-- Provided information follows --

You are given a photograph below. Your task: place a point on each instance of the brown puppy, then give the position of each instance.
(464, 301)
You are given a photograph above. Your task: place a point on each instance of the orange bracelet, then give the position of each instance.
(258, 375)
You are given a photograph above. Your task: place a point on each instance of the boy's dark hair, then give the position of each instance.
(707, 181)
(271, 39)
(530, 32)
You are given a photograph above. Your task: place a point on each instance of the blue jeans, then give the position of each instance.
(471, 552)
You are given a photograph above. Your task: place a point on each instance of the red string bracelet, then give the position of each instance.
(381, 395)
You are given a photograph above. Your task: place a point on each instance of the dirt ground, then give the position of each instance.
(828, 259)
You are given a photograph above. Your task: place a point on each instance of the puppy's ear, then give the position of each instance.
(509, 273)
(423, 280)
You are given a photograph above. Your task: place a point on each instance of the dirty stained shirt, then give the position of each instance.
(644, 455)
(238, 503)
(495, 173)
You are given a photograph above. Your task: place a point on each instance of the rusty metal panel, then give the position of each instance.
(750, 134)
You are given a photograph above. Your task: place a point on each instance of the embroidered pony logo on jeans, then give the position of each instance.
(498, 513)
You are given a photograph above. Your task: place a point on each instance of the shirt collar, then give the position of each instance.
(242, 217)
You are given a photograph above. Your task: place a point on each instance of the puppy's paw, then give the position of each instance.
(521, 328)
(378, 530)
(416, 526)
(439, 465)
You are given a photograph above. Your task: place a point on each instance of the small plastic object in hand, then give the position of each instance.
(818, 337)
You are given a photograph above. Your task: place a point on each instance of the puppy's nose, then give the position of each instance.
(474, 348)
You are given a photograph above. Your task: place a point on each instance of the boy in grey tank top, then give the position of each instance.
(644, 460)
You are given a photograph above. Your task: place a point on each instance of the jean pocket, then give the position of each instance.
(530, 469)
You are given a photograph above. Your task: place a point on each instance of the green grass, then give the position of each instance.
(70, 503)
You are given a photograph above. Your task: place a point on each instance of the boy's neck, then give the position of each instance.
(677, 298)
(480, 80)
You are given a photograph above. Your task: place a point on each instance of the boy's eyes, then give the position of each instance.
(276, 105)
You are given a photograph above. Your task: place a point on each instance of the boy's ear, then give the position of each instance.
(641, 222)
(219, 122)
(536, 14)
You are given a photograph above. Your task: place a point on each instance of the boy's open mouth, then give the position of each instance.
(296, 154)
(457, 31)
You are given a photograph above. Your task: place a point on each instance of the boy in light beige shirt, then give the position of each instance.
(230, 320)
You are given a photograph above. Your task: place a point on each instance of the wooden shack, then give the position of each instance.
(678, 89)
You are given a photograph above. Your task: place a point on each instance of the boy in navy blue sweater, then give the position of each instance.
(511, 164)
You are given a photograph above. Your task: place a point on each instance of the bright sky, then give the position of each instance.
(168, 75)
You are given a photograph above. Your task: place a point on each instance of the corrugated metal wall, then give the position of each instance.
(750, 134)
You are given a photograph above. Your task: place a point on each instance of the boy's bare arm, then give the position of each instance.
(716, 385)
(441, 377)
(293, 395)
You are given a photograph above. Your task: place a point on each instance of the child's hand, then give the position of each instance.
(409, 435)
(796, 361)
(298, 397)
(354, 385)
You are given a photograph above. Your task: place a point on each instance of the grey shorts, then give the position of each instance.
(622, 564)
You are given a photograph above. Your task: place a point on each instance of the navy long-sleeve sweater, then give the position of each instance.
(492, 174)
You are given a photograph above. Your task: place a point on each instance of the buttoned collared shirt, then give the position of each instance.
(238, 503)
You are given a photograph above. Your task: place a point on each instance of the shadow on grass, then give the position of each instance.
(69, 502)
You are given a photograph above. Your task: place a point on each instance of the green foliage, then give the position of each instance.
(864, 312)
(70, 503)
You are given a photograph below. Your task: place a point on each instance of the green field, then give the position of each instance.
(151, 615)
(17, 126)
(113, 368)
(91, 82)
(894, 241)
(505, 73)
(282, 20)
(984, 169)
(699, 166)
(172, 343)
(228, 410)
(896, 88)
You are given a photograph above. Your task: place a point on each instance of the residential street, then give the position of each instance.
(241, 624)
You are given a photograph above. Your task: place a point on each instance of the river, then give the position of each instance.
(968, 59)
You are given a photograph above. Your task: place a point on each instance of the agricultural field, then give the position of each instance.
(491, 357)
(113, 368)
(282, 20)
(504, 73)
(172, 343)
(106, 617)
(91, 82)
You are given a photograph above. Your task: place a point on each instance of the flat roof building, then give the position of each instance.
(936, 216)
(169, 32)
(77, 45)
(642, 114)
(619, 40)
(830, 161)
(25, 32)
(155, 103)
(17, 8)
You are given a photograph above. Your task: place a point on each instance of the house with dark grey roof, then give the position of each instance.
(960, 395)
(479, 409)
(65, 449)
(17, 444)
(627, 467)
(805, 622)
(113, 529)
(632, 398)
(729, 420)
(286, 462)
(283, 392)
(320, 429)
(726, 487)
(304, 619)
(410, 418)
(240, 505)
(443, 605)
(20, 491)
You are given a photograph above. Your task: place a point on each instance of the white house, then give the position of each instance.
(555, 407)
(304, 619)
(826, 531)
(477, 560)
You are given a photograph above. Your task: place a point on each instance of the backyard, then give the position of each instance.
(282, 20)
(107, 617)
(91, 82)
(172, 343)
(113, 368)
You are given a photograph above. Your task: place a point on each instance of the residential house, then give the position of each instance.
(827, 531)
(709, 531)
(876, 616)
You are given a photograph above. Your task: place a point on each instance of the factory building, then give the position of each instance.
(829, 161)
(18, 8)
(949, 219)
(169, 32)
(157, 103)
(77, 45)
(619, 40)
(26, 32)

-- Provided information concluded --

The entries above should be repeated exactly, every one of them.

You are given a photograph below. Your task: place a point on each instance of the brown puppy, then give the position of each instance.
(464, 301)
You are given a photograph above. Your task: place a point on each instance of the orange bracelet, then give the position of each instance.
(258, 375)
You are given a photograph above. Your task: place a point on each instance of the boy's dark hair, then give the position of each instance.
(707, 181)
(271, 39)
(530, 32)
You are given a photograph above. Your task: place a point on each instance of the blue jeans, then give the position of each instance.
(471, 552)
You are given a photograph above. Your task: place a point on each instance of the red string bracelet, then give the position of each instance.
(381, 395)
You are given a photograph above. Your task: place a point on each instance of the dirt ground, then give the position of each instance.
(828, 259)
You are given a photograph above. Your task: place a point on each instance of the puppy's ear, then give the position of each instance.
(509, 273)
(423, 280)
You are given a photograph above. Your task: place a point on each instance of the dirty stained shirt, then give the position of each instance.
(644, 455)
(238, 503)
(495, 173)
You are given a photograph above. Your task: place a point on each instance of the rusty metal panel, then give the position of each instance.
(750, 134)
You are given a photograph above. Your task: place a point on each instance of the embroidered pony logo on jeans, then give the position of each instance.
(498, 513)
You are given a photograph above. Your task: place a point on each instance of the shirt collar, then give the position of each instance.
(242, 217)
You are given a photograph above. Your task: place a point on each instance of the puppy's paw, then give the position of each instance.
(521, 328)
(378, 530)
(416, 526)
(439, 465)
You are given a photograph above. Your task: place a point on each instance of the small plastic object in hand, then give the position of each instance.
(818, 337)
You are given a photograph above. Your task: place a point on each instance of the puppy's nose, then give the position of each instance.
(474, 348)
You are given a photograph above. Your task: place a point on each instance of the boy in grey tank top, then give the position of each instance.
(644, 460)
You are given a photograph above. Your task: place a point on each instance of the jean pocket, then give the position of each instance.
(530, 469)
You are given a photograph above. Your task: place a point on each instance of the green grass, then give the position of each instance.
(70, 503)
You are given a photograph above. Your task: place a point on each instance of the boy's neck, then give the position of each instance.
(677, 298)
(480, 80)
You are given a photograph above. Your task: place a point on each instance of the boy's eyes, then give the position of each instance.
(276, 105)
You are given a photograph above. Your task: place a point on each instance of the boy's ear, then give the position of each instance.
(641, 222)
(219, 122)
(536, 14)
You are given a photograph above. Your task: place a point on each instance of the boy's open mouth, then give the position of each instance.
(296, 154)
(457, 31)
You are given a photograph above. Your task: place a point on each instance of the boy in light beige shirt, then give the position of each instance.
(230, 320)
You are given a photograph above. Your task: place a point on each instance of the wooden shack, then give the position of each instance.
(678, 89)
You are given a photograph above. Your task: place a point on each instance of the boy in navy blue sweater, then give the position of each instance.
(511, 164)
You are given a photograph above. Your task: place a point on each instance of the bright sky, then give the position of each instance.
(168, 75)
You are given a photograph above. Your task: place a point on each instance of the corrugated metal wall, then give the position of each instance.
(750, 134)
You are given a photograph above. Your task: place a point on each instance of the boy's bare arm, then give the position of each instance.
(716, 385)
(441, 377)
(293, 395)
You are given a photograph above. Your task: place a point on each instance of the child's hand, then give the position of each instance.
(409, 435)
(796, 361)
(298, 397)
(354, 385)
You are given a photograph above. Your task: place a point on each instance of the grey shorts, then give the position of each instance.
(622, 564)
You are given a photograph above. Your task: place a point on each instance of the navy long-sleeve sweater, then give the position of each instance.
(492, 174)
You are given a photograph above. Your task: place a point on each instance of the buttoned collared shirt, then give the position of each instance.
(238, 503)
You are given a photograph above. Your task: place a point on each instance of the shadow on grass, then give the position of each instance.
(69, 502)
You are given a photograph above. Your task: place a point on each instance of the green foliage, then give the position of each instance.
(864, 312)
(70, 503)
You are given a photograph below. Your task: place a point on each instance of the green field, then give the position of each instance.
(151, 615)
(17, 126)
(113, 368)
(91, 82)
(894, 241)
(505, 73)
(282, 20)
(984, 169)
(699, 166)
(172, 343)
(228, 410)
(896, 88)
You are given a photograph above. Your task: place a point on each instance of the residential street, then give the position of each instance.
(241, 624)
You are given a photograph above. Your task: place a point on each instance of the river, then give the position of each instance.
(968, 59)
You are given a photograph above. Your task: place a point on each instance of the agricultural field, then give the position of each instance.
(491, 357)
(113, 368)
(282, 20)
(504, 73)
(172, 343)
(106, 617)
(91, 82)
You are given a photograph above. Your task: place a point on each instance of the flat roof building, then give the position of each instance.
(936, 216)
(169, 32)
(77, 45)
(642, 114)
(619, 40)
(830, 161)
(25, 32)
(155, 103)
(17, 8)
You are given a photograph above. Your task: place a point on each instance of the house with dark grey roof, then give the position of each instance.
(960, 395)
(479, 409)
(65, 449)
(17, 444)
(627, 467)
(805, 622)
(113, 529)
(632, 398)
(729, 420)
(286, 462)
(283, 392)
(320, 429)
(726, 487)
(304, 619)
(410, 418)
(240, 505)
(443, 605)
(20, 491)
You are given a photograph above. Your task: place a point on each instance of the white house, then give the position of each instance.
(555, 407)
(304, 619)
(826, 531)
(477, 560)
You are given a photograph above. Your task: place a point on each instance of the backyard, then give the position of each instance.
(282, 20)
(107, 617)
(91, 82)
(172, 343)
(113, 368)
You are given a photograph above. Your task: place a point on each instance of the residential house, then give the position of each instance.
(827, 531)
(709, 531)
(876, 616)
You are given a photograph above. Your task: place a point on each instance of the factory building, then give the position of each instance.
(829, 161)
(18, 8)
(949, 219)
(169, 32)
(157, 103)
(77, 45)
(619, 40)
(26, 32)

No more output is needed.